§ **Given task 1**
Could you retype the Amazon post word for word, everything from "Friday, October 26, 2012" down to "to Living Social."?

§ **Text excerpt**
┏━━

Friday, October 26, 2012

"Amazon Is a Black Hole Threatening To Devour Corporate America" (AMZN)

Matthew Yglesias writing at Slate:
If a large retailer announced a loss of a few hundred million dollars in quarter three, about half related to its core retail business and about half related to its investment in a high-tech startup the culprit would be obvious—competition from Amazon. And if a tablet manufacturer announced a loss in quarter three, the culprit would again be obvious—competition from Amazon. Except the company in question is Amazon itself which beneath a press release of "Amazon.com Announces Third Quarter Sales up 27% to $13.81" said it lost $274 million about half of it related to Living Social.


And this is what makes Amazon the most amazing company in the world today. Obviously it can't keep losing money like that every quarter, and it probably won't. But most quarters it earns very low profits, with margins so thin that happenstance can force it into things like its Q3 loss. As deliverer of services to consumers, it's incredible but as a generator of income and earnings it totally sucks.

┗━━

§ **Extracted entries**

┏━━

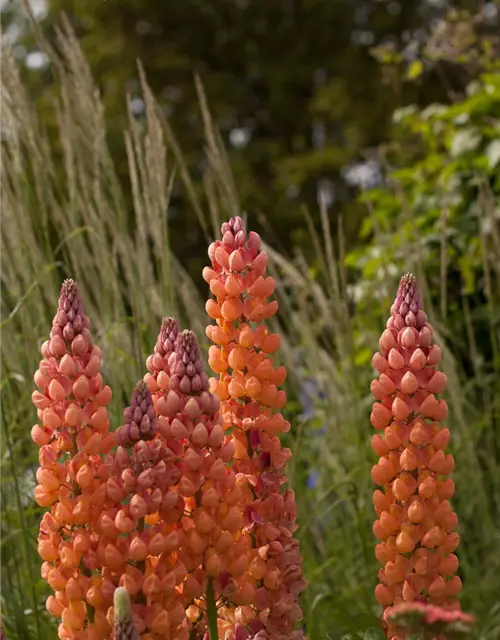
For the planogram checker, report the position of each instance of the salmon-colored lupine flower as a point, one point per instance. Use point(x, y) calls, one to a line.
point(248, 386)
point(72, 433)
point(124, 626)
point(415, 520)
point(142, 556)
point(204, 484)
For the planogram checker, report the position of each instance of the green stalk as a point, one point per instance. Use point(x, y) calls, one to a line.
point(211, 611)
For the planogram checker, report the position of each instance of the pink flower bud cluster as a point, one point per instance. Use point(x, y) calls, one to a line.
point(139, 419)
point(415, 522)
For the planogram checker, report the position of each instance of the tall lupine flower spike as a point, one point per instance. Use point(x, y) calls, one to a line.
point(138, 549)
point(415, 520)
point(213, 524)
point(430, 621)
point(124, 626)
point(248, 386)
point(72, 433)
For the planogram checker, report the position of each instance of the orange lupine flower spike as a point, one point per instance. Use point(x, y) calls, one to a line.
point(215, 544)
point(72, 435)
point(415, 522)
point(139, 556)
point(248, 386)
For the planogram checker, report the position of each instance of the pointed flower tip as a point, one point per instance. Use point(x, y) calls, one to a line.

┗━━

§ **Given task 2**
Can you convert the entries above into a numbered list, covering everything from the start of the entries down through the line containing "point(204, 484)"? Leave out blank lines and pictures.

§ **Reply 1**
Friday, October 26, 2012

"Amazon Is a Black Hole Threatening To Devour Corporate America" (AMZN)

Matthew Yglesias writing at Slate:
If a large retailer announced a loss of a few hundred million dollars in quarter three, about half related to its core retail business and about half related to its investment in a high-tech startup the culprit would be obvious—competition from Amazon. And if a tablet manufacturer announced a loss in quarter three, the culprit would again be obvious—competition from Amazon. Except the company in question is Amazon itself which beneath a press release of "Amazon.com Announces Third Quarter Sales up 27% to $13.81" said it lost $274 million about half of it related to Living Social.

§ **Reply 2**
1. For the planogram checker, report the position of each instance of the salmon-colored lupine flower as a point, one point per instance. Use point(x, y) calls, one to a line.
2. point(248, 386)
3. point(72, 433)
4. point(124, 626)
5. point(415, 520)
6. point(142, 556)
7. point(204, 484)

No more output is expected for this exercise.